Polecenie pisemne: Odfiltruj z poniższych danych wszystkie wiersze zawierające ciąg „surface” i przepisz je.

Wiersze zbioru danych o tym, gdzie występują obiekty
——

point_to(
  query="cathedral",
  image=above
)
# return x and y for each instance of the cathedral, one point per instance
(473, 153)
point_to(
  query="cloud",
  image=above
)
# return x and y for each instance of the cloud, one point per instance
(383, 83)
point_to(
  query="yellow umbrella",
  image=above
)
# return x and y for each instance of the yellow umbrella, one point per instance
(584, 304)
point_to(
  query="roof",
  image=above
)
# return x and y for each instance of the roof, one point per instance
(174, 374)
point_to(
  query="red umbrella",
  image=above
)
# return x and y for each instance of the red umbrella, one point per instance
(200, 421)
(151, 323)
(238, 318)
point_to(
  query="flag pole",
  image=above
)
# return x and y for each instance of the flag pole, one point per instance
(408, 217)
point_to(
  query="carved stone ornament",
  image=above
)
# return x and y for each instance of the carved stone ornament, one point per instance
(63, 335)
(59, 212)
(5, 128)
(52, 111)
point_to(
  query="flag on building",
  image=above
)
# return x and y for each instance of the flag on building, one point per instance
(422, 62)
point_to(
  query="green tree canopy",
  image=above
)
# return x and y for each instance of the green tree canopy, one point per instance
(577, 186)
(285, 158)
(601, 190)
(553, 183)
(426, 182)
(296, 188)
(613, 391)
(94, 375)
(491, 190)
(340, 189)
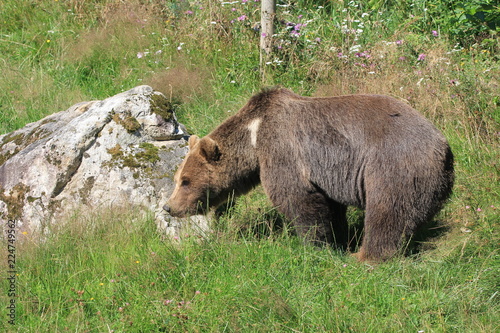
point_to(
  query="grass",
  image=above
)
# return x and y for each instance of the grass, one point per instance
(112, 271)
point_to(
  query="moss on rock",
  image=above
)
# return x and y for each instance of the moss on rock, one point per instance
(162, 107)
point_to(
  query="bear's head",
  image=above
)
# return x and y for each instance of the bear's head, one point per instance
(197, 187)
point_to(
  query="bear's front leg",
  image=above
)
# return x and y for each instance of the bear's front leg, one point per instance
(314, 216)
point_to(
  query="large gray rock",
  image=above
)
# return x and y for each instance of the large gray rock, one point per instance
(122, 151)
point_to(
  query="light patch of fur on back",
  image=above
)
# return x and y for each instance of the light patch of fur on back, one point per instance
(253, 127)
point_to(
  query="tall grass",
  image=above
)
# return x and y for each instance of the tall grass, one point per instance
(112, 271)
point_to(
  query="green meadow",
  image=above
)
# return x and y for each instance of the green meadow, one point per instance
(112, 271)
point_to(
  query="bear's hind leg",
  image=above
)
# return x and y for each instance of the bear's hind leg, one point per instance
(385, 234)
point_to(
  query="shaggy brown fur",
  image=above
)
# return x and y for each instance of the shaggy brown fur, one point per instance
(316, 156)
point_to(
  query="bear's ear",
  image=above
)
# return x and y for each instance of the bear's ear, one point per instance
(193, 139)
(209, 149)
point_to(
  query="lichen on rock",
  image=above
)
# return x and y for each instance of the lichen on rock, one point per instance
(120, 151)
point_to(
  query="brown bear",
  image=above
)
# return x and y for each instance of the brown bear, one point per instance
(316, 156)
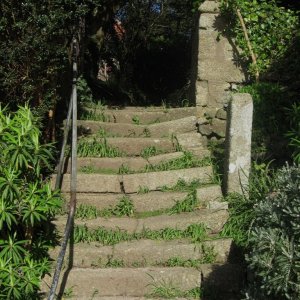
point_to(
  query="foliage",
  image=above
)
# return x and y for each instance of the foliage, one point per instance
(294, 132)
(275, 238)
(271, 29)
(270, 123)
(241, 207)
(27, 205)
(34, 47)
(164, 36)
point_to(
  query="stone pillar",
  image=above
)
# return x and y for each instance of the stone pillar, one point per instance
(238, 143)
(219, 67)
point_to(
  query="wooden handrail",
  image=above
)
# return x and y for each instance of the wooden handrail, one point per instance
(72, 206)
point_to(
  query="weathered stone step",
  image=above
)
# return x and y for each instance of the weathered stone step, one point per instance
(115, 163)
(214, 220)
(127, 282)
(145, 253)
(155, 180)
(151, 201)
(132, 183)
(131, 130)
(146, 116)
(134, 146)
(191, 140)
(208, 196)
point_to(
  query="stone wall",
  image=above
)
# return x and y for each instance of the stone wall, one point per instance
(219, 71)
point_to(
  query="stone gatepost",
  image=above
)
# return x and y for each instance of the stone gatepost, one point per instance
(238, 143)
(219, 71)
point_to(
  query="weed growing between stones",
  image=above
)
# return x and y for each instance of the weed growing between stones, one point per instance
(125, 207)
(195, 232)
(97, 148)
(150, 151)
(136, 120)
(167, 290)
(175, 143)
(143, 190)
(183, 186)
(188, 160)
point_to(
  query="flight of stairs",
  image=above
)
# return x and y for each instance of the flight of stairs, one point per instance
(141, 230)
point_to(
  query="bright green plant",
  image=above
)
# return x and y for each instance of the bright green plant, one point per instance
(275, 239)
(294, 132)
(27, 205)
(241, 207)
(97, 148)
(150, 151)
(271, 30)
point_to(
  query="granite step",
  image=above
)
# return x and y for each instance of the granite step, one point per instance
(145, 253)
(134, 146)
(132, 183)
(126, 282)
(115, 163)
(164, 129)
(144, 116)
(212, 219)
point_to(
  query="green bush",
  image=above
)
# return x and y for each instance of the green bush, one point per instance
(294, 133)
(275, 239)
(27, 205)
(270, 123)
(271, 30)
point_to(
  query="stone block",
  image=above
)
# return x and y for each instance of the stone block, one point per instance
(224, 71)
(205, 129)
(214, 46)
(221, 114)
(209, 7)
(202, 94)
(238, 140)
(211, 21)
(219, 127)
(218, 93)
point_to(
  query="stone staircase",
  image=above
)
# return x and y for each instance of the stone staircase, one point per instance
(149, 211)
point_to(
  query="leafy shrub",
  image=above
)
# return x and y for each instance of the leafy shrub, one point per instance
(27, 205)
(270, 123)
(275, 239)
(242, 207)
(294, 132)
(271, 29)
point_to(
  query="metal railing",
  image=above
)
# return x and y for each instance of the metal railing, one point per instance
(72, 116)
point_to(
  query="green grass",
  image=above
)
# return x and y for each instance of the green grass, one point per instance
(93, 115)
(194, 232)
(188, 160)
(125, 207)
(150, 151)
(94, 170)
(183, 186)
(97, 148)
(167, 290)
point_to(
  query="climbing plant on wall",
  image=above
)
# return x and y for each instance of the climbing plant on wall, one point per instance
(271, 30)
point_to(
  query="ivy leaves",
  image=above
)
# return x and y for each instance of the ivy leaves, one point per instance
(271, 29)
(27, 203)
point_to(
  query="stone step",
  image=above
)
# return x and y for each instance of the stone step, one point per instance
(115, 163)
(134, 146)
(208, 196)
(145, 115)
(191, 140)
(131, 130)
(145, 253)
(152, 201)
(132, 183)
(125, 282)
(214, 220)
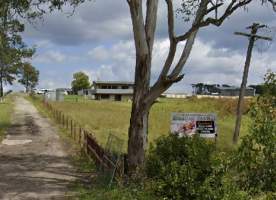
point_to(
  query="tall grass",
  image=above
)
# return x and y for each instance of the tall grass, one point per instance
(5, 115)
(104, 117)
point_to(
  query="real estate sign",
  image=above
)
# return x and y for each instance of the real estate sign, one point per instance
(188, 124)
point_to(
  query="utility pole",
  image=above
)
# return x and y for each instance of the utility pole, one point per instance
(252, 38)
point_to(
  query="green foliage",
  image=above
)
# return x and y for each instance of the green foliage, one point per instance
(28, 76)
(255, 160)
(81, 81)
(5, 114)
(180, 167)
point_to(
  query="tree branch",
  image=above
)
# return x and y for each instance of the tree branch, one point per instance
(173, 43)
(140, 37)
(150, 27)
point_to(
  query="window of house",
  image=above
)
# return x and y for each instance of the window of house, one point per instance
(105, 96)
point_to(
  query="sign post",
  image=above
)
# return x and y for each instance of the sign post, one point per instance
(188, 124)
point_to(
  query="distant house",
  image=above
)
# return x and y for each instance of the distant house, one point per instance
(175, 95)
(66, 91)
(220, 90)
(109, 90)
(234, 91)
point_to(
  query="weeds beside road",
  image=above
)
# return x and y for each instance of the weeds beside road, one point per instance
(5, 114)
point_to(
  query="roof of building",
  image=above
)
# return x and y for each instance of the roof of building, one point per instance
(233, 88)
(113, 91)
(114, 82)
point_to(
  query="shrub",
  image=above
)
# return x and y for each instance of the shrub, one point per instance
(179, 167)
(255, 161)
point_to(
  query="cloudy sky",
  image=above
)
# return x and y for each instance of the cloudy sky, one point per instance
(98, 40)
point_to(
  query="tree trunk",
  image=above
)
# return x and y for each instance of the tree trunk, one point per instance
(1, 86)
(138, 129)
(242, 89)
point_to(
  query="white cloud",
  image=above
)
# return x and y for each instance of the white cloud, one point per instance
(50, 56)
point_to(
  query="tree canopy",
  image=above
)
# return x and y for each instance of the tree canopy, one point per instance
(80, 82)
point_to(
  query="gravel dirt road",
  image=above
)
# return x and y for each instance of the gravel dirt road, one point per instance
(33, 160)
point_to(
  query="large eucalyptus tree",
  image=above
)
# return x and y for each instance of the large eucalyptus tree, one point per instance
(205, 13)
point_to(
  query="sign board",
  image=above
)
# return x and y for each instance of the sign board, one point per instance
(188, 124)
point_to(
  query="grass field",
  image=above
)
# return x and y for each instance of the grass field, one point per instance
(5, 113)
(104, 117)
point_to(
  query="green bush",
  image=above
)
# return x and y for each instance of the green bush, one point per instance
(180, 167)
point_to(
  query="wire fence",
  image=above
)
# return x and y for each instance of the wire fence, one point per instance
(109, 158)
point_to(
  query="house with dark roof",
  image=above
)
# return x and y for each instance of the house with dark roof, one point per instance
(220, 90)
(109, 90)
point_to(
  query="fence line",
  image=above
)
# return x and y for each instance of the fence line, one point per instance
(85, 139)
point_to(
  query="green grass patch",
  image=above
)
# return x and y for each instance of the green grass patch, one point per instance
(104, 117)
(6, 108)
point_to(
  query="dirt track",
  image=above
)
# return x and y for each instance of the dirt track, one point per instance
(33, 163)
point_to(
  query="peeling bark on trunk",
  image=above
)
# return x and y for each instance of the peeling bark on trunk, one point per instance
(1, 85)
(138, 129)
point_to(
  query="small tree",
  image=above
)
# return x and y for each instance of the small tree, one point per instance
(28, 76)
(80, 82)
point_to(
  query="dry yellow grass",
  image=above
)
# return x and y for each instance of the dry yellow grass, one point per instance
(104, 117)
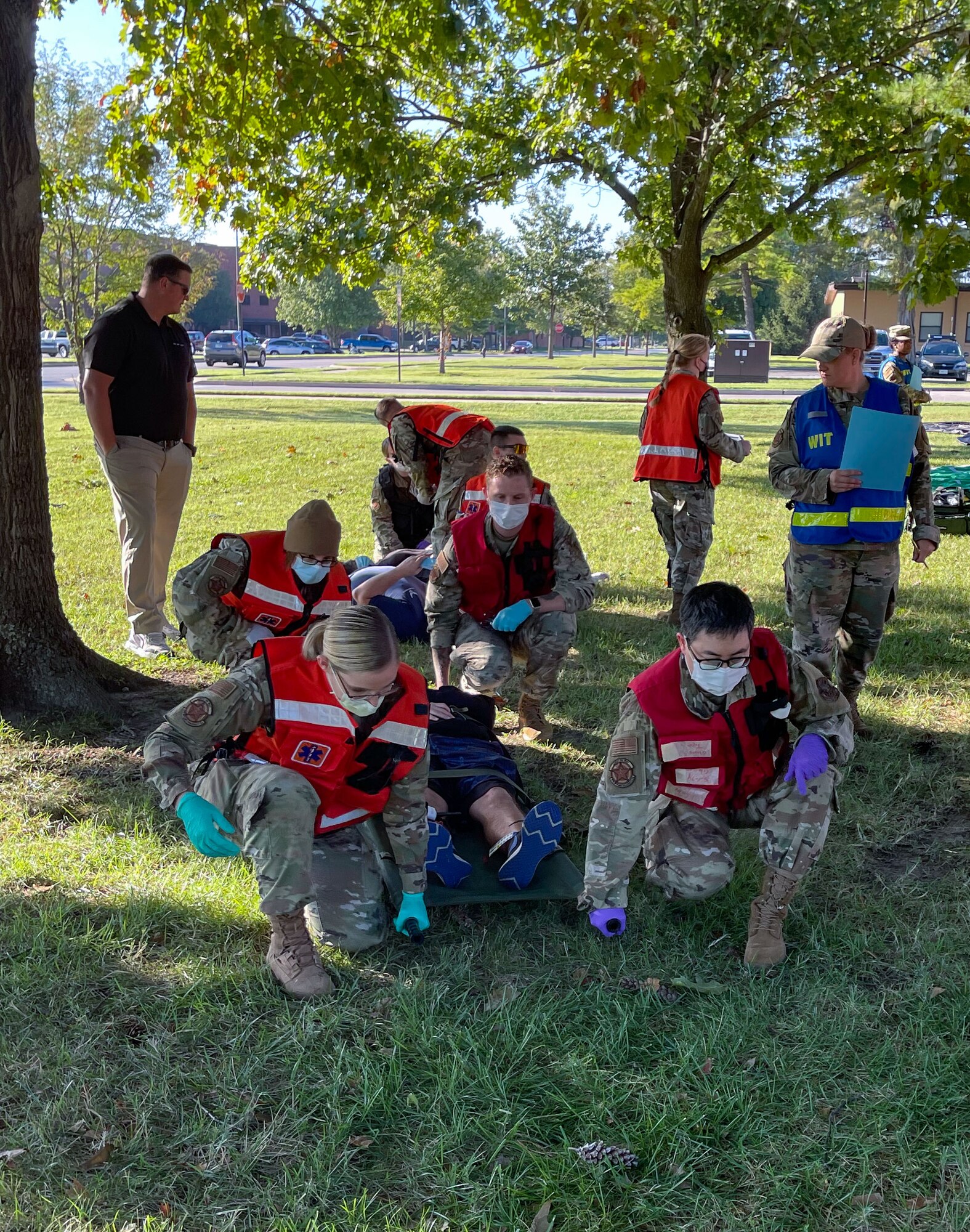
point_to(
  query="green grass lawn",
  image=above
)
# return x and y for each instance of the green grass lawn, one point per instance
(608, 371)
(155, 1079)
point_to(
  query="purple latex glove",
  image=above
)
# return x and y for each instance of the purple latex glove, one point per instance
(809, 760)
(608, 921)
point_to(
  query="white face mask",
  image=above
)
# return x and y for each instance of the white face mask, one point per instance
(718, 682)
(510, 518)
(358, 707)
(309, 572)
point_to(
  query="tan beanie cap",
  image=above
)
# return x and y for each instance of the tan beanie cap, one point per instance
(313, 530)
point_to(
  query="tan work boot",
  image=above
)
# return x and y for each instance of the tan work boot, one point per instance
(293, 959)
(531, 721)
(674, 615)
(766, 946)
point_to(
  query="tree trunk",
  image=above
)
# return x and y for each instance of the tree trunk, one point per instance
(748, 296)
(43, 665)
(685, 291)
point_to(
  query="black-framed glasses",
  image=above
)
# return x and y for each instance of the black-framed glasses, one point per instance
(738, 661)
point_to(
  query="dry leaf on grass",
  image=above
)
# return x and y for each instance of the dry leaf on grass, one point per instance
(501, 995)
(542, 1223)
(99, 1157)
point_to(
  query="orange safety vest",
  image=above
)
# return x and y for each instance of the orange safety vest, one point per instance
(474, 495)
(491, 582)
(724, 761)
(443, 426)
(351, 763)
(271, 596)
(670, 448)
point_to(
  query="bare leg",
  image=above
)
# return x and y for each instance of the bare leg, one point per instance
(498, 815)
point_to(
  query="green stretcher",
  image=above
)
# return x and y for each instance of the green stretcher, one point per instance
(556, 879)
(951, 498)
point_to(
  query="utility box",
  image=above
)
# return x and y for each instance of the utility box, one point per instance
(739, 360)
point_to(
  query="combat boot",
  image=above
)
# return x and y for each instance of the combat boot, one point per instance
(531, 720)
(766, 946)
(674, 615)
(293, 959)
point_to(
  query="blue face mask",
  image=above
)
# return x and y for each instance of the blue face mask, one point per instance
(309, 571)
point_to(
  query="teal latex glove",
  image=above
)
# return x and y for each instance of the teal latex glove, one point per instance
(202, 824)
(413, 909)
(509, 619)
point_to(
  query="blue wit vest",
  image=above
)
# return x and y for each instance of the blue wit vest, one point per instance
(865, 516)
(903, 363)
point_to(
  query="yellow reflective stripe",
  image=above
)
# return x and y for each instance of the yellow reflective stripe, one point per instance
(819, 519)
(863, 514)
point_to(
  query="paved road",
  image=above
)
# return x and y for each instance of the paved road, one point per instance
(63, 378)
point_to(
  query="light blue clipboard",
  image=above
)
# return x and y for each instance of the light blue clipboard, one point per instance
(879, 444)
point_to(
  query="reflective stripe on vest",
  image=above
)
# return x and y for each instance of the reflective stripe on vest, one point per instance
(668, 452)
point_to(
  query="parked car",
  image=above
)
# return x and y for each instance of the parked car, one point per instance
(288, 346)
(223, 347)
(873, 360)
(54, 342)
(942, 357)
(367, 343)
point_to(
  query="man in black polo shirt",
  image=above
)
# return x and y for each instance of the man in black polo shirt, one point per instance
(142, 407)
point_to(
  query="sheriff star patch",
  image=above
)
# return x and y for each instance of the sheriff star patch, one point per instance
(622, 773)
(197, 710)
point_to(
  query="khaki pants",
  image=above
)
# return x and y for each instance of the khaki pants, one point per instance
(148, 490)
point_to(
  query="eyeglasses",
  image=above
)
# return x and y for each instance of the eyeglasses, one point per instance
(360, 697)
(738, 661)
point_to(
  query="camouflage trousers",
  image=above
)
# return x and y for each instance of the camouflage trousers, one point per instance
(458, 465)
(485, 659)
(685, 518)
(839, 601)
(339, 878)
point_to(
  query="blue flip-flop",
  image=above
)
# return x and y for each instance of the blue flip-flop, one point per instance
(442, 859)
(542, 830)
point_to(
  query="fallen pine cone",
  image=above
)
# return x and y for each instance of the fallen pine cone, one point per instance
(668, 995)
(599, 1153)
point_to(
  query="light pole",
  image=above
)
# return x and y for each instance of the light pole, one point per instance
(239, 312)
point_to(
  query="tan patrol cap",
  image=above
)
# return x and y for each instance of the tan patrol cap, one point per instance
(313, 530)
(834, 336)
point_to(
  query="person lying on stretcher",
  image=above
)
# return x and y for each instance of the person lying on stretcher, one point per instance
(480, 783)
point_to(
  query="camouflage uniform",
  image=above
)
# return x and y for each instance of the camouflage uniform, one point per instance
(840, 598)
(891, 373)
(213, 631)
(685, 512)
(687, 849)
(458, 464)
(273, 810)
(483, 656)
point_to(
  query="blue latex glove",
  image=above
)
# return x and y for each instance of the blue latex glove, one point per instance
(509, 619)
(809, 760)
(413, 907)
(202, 824)
(608, 921)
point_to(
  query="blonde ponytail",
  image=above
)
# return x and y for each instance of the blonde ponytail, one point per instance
(354, 640)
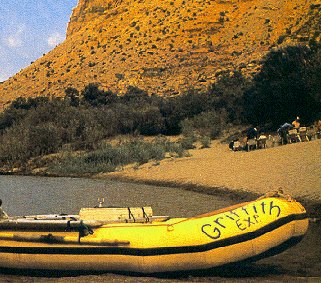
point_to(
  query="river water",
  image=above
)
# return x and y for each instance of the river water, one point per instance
(24, 195)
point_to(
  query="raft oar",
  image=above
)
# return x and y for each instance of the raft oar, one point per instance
(51, 239)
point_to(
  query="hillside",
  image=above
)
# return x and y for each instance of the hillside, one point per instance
(164, 47)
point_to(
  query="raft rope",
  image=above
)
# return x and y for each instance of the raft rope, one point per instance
(130, 214)
(145, 215)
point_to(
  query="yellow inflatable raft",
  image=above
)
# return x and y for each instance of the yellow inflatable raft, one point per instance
(132, 239)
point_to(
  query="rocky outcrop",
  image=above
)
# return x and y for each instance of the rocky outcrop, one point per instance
(164, 46)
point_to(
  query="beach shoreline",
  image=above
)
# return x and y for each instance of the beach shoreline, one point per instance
(293, 168)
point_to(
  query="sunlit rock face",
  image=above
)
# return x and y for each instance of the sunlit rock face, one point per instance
(164, 47)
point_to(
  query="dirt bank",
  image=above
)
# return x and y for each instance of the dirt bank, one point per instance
(296, 168)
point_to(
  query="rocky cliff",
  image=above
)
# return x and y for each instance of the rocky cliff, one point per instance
(165, 46)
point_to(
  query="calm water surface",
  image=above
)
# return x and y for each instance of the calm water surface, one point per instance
(39, 195)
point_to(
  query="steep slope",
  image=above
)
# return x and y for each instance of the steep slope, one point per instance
(164, 46)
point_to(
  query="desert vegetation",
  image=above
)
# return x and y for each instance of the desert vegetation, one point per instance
(80, 124)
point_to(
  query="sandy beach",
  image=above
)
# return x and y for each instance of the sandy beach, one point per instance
(296, 168)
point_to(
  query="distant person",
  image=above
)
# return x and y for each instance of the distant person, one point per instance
(3, 215)
(251, 133)
(283, 132)
(296, 123)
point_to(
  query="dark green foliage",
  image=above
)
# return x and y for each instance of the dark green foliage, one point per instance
(209, 124)
(287, 86)
(228, 93)
(107, 158)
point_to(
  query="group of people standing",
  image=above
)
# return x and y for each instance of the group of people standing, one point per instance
(286, 127)
(256, 138)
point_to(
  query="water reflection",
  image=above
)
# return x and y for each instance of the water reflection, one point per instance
(38, 195)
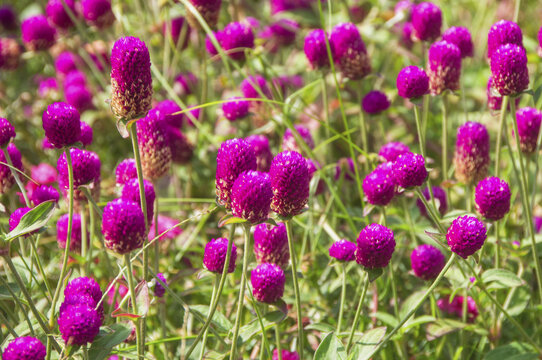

——

Odpowiedź pisemna:
  query="calm water surface",
# return x and y for each instance of the calm water surface, one point per instance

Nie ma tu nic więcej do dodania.